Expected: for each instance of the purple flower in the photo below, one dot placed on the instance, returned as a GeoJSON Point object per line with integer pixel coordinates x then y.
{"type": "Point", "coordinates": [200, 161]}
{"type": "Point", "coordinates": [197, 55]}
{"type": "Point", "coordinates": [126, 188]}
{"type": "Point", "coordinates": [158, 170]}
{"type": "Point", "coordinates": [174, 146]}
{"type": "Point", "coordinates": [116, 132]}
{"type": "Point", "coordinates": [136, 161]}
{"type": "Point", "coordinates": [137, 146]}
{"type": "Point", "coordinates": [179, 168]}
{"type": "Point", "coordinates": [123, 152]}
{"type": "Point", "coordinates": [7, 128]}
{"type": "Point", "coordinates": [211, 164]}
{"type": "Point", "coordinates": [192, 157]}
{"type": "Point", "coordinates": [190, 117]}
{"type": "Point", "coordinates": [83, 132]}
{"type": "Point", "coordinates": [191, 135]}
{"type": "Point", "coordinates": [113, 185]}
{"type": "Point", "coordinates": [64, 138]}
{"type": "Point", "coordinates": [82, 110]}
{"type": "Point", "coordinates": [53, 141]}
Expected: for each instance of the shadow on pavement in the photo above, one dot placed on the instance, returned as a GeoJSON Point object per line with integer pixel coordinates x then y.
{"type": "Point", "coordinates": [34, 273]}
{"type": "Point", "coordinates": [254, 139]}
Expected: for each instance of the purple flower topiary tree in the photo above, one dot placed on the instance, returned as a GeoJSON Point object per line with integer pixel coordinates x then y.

§ PROMPT
Return an exact copy of the listing.

§ RESPONSE
Expected: for each instance of the purple flower in the photo below, one dot placed on the instance, returned as a GeoJSON Point object per line with integer pixel coordinates x then y.
{"type": "Point", "coordinates": [200, 161]}
{"type": "Point", "coordinates": [197, 55]}
{"type": "Point", "coordinates": [126, 188]}
{"type": "Point", "coordinates": [158, 170]}
{"type": "Point", "coordinates": [174, 146]}
{"type": "Point", "coordinates": [116, 132]}
{"type": "Point", "coordinates": [136, 161]}
{"type": "Point", "coordinates": [137, 146]}
{"type": "Point", "coordinates": [179, 168]}
{"type": "Point", "coordinates": [123, 152]}
{"type": "Point", "coordinates": [7, 128]}
{"type": "Point", "coordinates": [211, 164]}
{"type": "Point", "coordinates": [192, 157]}
{"type": "Point", "coordinates": [190, 117]}
{"type": "Point", "coordinates": [83, 132]}
{"type": "Point", "coordinates": [191, 135]}
{"type": "Point", "coordinates": [113, 185]}
{"type": "Point", "coordinates": [64, 138]}
{"type": "Point", "coordinates": [82, 110]}
{"type": "Point", "coordinates": [53, 141]}
Expected: for each instance of the shadow on pavement in the photo above, one dot placed on the instance, returned as a GeoJSON Point object per line with integer pixel coordinates x then y.
{"type": "Point", "coordinates": [34, 273]}
{"type": "Point", "coordinates": [254, 139]}
Expected: for each instance of the purple flower topiary tree in the photo above, one dot placed on the instance, returned as a GeoJSON Point object per line with integer pixel coordinates x then y.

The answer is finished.